(Records)
──────────────────────────────
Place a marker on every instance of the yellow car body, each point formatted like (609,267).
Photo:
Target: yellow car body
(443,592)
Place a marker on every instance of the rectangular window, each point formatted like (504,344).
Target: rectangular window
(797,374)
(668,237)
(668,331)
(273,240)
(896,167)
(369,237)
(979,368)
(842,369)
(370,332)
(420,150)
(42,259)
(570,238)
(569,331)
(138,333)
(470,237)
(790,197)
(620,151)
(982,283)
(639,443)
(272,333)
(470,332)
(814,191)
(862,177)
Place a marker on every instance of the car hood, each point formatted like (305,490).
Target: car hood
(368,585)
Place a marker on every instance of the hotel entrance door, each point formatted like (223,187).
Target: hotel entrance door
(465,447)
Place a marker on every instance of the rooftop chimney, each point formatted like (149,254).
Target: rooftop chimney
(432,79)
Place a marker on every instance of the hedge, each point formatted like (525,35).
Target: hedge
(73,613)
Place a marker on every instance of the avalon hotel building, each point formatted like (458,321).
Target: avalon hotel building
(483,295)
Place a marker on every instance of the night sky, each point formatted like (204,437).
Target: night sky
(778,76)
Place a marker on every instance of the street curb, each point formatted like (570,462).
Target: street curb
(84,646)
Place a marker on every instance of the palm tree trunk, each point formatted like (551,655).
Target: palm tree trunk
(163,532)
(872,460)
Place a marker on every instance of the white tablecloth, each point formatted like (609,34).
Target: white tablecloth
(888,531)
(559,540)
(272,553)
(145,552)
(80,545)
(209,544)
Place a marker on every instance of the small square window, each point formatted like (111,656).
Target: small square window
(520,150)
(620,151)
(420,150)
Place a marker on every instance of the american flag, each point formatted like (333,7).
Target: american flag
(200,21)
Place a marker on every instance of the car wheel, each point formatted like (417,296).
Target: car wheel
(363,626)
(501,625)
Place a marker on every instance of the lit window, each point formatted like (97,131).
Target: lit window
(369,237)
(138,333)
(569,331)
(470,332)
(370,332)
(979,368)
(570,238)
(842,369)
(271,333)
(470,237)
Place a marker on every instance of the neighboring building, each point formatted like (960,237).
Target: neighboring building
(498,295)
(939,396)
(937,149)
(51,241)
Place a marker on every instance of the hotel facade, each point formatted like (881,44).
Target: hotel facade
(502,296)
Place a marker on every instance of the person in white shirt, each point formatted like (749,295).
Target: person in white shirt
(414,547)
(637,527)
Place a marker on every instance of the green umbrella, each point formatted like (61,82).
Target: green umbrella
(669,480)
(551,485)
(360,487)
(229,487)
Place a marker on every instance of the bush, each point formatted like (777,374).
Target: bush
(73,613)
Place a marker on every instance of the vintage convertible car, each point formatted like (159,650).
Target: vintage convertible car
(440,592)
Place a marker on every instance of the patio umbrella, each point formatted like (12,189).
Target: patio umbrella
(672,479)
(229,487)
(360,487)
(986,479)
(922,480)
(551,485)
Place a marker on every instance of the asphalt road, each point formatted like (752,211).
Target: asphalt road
──────────────────────────────
Retype all of the data shown above, word for word.

ANSWER TO THE TASK:
Place a marker on every instance of the yellow car body, each point formatted like (609,267).
Photo:
Target: yellow car body
(443,592)
Place a marker on every instance of the rectangular window, each point formatted like (504,344).
Target: rectangular window
(797,374)
(668,237)
(668,331)
(273,240)
(896,167)
(369,237)
(979,368)
(842,369)
(370,332)
(420,150)
(42,259)
(570,238)
(569,331)
(138,333)
(470,237)
(790,197)
(620,151)
(982,283)
(639,443)
(272,333)
(470,332)
(814,191)
(862,177)
Place a marker on every instance of the car hood, each point formatted like (305,490).
Target: car hood
(368,585)
Place a marker on every instance of the hotel entrance door, each point formatted like (223,187).
Target: hotel entrance door
(465,447)
Place a marker on every instance of the rooftop chimney, each point formatted like (149,254).
Target: rooftop chimney
(432,79)
Place a marker on every instance of the hedge, each point formatted like (525,35).
Target: hedge
(73,613)
Place a marker on every instance of the avalon hotel building, each point formatted like (458,321).
Target: avalon hotel building
(483,295)
Place a marker on every instance of the night sky, each point formatted like (204,437).
Target: night sky
(778,76)
Place a marker on every instance of the street curb, each point formatted like (570,462).
Target: street curb
(84,646)
Place a marker on every instance of the palm tree trunk, each point formatted like (551,655).
Target: palm tree trunk
(163,532)
(872,460)
Place a marker on every instance of the white tablecloth, each point formatted like (609,34).
Target: white tablecloth
(888,531)
(559,540)
(272,553)
(145,552)
(80,545)
(209,544)
Place a marker on every instance of the small square window, each point formatted like (111,656).
Target: small square window
(520,150)
(620,151)
(420,150)
Place a marker on every instance of the american flag, each point formatted like (333,7).
Target: american flag
(200,21)
Place a marker on every instance of the car wheel, each point formatted like (417,296).
Target: car wheel
(363,626)
(501,625)
Place a marker on every instance of the lit window, each point formatted like (97,131).
Target: lit window
(369,237)
(138,333)
(569,331)
(470,332)
(370,332)
(979,368)
(570,238)
(842,369)
(271,333)
(470,237)
Place a marker on every instance of the neighboring building, each point formatted like (960,237).
Target: neighboring building
(498,295)
(939,396)
(937,149)
(51,241)
Place a marker on every instance of the hotel facade, each point formatted like (881,44).
Target: hotel facade
(502,296)
Place a marker on every instance of the person in white shirt, each point formatted like (749,295).
Target: person in white shirt
(414,547)
(637,527)
Place a marker on every instance of the green umbrella, each point formatted like (61,82).
Target: green umbrella
(669,480)
(551,485)
(360,487)
(229,487)
Place a marker on every instance of the bush, each point formatted like (777,374).
Target: bush
(73,613)
Place a marker on every instance of the vintage convertible car, each point formatted like (159,650).
Target: vintage convertible car
(440,592)
Place a marker on every instance of the patio umbrella, each point formatted like (12,189).
Target: patio umbrella
(672,479)
(229,487)
(360,487)
(986,479)
(922,480)
(551,485)
Place a marker on every instance of the asphalt road, each point formatted like (752,211).
Target: asphalt road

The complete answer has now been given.